DATASET EXTRACT

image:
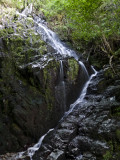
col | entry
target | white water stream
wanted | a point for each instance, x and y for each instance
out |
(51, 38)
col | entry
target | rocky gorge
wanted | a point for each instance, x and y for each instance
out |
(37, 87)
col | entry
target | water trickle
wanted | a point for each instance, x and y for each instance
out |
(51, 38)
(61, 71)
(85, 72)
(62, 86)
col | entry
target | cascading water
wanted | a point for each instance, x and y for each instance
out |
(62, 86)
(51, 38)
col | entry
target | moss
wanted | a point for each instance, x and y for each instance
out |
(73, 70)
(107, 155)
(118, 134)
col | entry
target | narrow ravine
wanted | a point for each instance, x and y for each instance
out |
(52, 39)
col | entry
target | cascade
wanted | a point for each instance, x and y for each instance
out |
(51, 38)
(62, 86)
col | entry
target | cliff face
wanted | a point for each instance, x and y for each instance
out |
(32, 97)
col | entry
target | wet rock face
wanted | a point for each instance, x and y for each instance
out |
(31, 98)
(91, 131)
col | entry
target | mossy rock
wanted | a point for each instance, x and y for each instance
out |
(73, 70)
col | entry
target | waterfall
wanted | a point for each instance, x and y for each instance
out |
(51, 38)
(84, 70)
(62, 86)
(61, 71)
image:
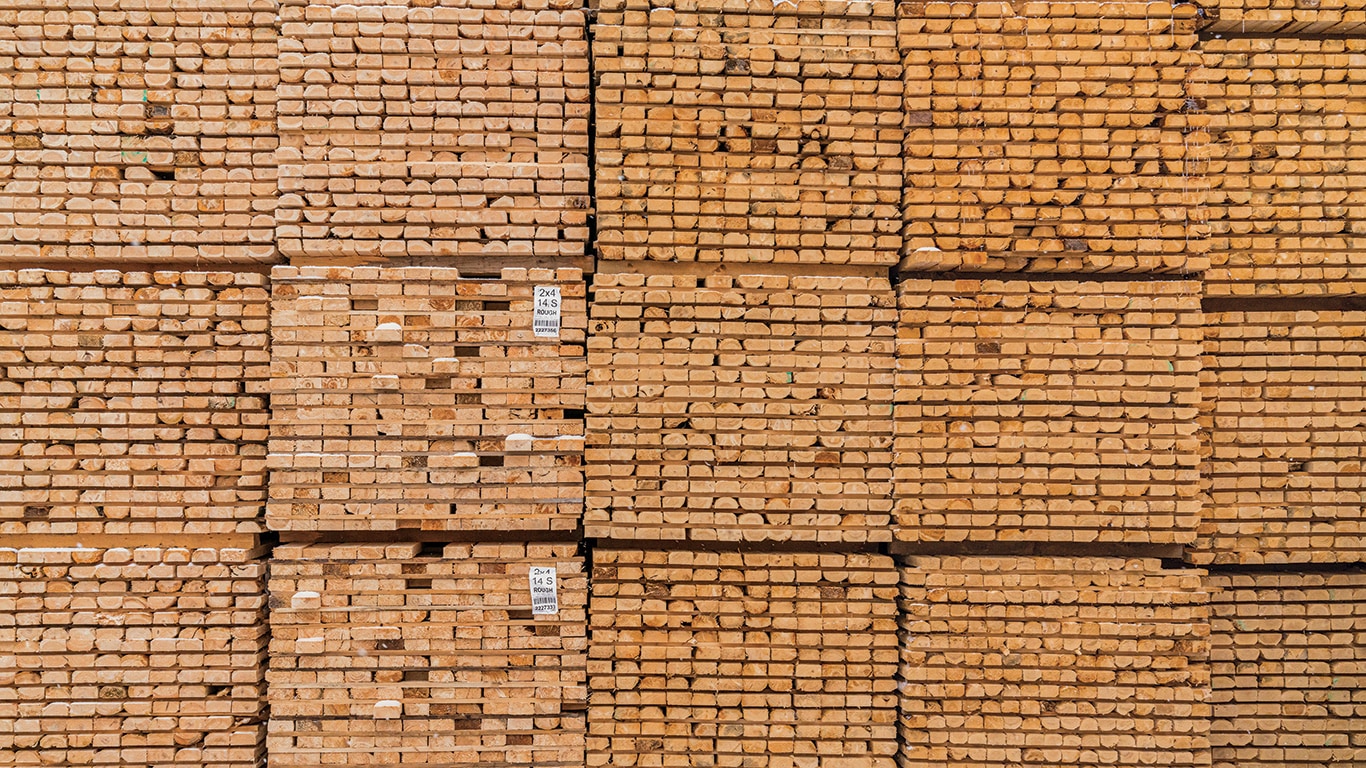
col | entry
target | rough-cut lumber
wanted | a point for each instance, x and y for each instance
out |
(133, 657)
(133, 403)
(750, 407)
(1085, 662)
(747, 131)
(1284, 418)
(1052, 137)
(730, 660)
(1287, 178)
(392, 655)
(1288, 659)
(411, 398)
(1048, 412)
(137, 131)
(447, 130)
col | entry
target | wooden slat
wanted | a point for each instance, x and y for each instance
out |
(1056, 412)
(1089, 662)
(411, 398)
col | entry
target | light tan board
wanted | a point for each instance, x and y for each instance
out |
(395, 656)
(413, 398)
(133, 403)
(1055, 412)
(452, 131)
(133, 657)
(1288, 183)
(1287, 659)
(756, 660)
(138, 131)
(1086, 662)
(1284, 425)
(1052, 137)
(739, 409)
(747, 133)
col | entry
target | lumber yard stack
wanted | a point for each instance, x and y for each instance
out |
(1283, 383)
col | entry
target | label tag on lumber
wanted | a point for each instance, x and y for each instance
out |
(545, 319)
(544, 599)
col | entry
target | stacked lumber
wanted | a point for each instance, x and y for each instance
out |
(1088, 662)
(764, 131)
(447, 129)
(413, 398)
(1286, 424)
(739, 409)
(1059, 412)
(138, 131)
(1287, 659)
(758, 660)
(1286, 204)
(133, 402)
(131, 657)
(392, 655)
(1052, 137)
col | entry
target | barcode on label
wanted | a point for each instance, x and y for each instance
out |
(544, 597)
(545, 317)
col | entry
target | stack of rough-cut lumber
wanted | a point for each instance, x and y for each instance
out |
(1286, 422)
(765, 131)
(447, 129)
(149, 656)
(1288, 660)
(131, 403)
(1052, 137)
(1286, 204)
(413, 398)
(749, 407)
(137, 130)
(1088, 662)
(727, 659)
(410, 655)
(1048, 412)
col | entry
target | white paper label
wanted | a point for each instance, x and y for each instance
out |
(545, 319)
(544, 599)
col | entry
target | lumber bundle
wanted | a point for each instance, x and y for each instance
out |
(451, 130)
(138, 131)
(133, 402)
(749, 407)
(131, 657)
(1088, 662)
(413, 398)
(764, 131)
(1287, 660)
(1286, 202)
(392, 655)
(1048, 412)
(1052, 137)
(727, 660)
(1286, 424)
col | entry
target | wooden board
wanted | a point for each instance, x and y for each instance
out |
==
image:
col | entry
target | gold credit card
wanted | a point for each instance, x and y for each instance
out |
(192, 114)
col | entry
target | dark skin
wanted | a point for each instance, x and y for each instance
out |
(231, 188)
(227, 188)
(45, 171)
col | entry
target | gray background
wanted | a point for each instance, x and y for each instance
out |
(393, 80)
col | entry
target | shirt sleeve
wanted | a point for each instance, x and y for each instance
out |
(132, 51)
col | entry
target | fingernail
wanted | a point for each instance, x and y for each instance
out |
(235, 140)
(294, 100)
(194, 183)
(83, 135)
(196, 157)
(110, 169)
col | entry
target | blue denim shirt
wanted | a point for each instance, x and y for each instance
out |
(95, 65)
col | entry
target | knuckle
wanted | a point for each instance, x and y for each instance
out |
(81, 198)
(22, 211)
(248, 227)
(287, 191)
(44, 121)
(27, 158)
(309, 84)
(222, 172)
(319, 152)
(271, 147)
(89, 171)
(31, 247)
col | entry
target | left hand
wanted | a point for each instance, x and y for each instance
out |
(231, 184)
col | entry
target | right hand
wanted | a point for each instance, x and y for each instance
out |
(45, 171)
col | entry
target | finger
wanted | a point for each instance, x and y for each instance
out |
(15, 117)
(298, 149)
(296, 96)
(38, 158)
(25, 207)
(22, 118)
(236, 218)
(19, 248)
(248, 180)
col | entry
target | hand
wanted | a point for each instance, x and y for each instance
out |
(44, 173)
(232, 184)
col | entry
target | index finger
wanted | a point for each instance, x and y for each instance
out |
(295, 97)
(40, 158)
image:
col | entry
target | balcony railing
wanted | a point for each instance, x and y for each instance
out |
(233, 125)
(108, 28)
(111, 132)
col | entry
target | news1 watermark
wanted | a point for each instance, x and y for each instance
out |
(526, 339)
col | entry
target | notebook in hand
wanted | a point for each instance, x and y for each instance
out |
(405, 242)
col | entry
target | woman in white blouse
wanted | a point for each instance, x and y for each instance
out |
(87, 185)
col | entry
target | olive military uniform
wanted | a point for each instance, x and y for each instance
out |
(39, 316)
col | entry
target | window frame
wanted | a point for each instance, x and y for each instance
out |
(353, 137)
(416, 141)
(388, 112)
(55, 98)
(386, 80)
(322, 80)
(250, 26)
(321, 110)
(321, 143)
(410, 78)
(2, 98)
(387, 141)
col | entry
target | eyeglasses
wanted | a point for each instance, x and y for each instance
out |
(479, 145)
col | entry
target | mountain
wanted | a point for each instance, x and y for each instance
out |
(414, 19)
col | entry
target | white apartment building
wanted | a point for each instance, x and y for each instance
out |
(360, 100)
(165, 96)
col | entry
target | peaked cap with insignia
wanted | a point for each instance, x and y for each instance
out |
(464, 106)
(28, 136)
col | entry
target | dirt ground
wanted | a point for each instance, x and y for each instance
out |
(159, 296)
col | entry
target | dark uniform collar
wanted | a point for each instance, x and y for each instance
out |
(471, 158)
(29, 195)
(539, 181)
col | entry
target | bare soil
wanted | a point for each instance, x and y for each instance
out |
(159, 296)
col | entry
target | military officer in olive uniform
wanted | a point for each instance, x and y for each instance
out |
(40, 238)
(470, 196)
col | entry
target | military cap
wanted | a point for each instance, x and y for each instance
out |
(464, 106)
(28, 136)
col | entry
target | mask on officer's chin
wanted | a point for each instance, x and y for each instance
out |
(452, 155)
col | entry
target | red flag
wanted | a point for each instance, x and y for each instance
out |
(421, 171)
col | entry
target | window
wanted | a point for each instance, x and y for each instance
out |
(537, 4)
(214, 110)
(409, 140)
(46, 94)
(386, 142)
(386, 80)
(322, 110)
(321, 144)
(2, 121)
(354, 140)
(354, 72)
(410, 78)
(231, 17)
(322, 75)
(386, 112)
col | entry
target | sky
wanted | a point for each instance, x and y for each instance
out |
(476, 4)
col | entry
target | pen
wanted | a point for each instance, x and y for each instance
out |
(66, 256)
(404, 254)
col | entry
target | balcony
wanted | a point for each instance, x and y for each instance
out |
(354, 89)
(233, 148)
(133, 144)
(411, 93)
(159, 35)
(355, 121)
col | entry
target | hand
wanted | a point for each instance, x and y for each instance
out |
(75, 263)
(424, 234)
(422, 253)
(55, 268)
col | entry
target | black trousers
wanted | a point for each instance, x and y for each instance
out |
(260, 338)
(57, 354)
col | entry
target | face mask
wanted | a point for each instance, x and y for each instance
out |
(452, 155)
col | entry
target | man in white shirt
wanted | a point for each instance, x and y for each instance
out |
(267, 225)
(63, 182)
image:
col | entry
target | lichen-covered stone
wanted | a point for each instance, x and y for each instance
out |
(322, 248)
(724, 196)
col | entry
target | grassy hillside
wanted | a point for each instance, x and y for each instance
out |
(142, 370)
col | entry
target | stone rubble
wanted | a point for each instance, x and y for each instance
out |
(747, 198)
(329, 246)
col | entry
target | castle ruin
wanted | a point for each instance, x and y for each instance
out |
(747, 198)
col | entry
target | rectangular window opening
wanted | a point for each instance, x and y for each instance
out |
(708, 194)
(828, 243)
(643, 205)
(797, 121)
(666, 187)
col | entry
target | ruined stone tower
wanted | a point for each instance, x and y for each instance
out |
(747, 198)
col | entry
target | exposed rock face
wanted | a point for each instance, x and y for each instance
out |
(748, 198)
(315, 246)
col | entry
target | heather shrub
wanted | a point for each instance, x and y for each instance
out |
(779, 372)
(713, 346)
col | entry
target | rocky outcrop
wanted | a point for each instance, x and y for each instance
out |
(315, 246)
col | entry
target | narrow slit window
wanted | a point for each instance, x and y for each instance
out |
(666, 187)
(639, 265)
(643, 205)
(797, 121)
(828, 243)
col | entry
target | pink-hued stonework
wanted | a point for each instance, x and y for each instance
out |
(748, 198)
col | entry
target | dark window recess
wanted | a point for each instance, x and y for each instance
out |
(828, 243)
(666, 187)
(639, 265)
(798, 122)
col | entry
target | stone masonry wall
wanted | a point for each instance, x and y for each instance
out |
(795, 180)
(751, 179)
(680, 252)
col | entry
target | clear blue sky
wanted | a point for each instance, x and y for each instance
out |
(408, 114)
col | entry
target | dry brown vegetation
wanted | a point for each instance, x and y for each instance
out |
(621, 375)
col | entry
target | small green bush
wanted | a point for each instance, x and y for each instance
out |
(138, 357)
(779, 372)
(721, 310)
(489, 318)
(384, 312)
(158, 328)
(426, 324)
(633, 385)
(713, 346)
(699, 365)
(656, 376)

YOUR GOAL
Pull out each line in the entries above that contains the word "blue", and copy those lines unchanged.

OUTPUT BELOW
target | blue denim shirt
target | clear blue sky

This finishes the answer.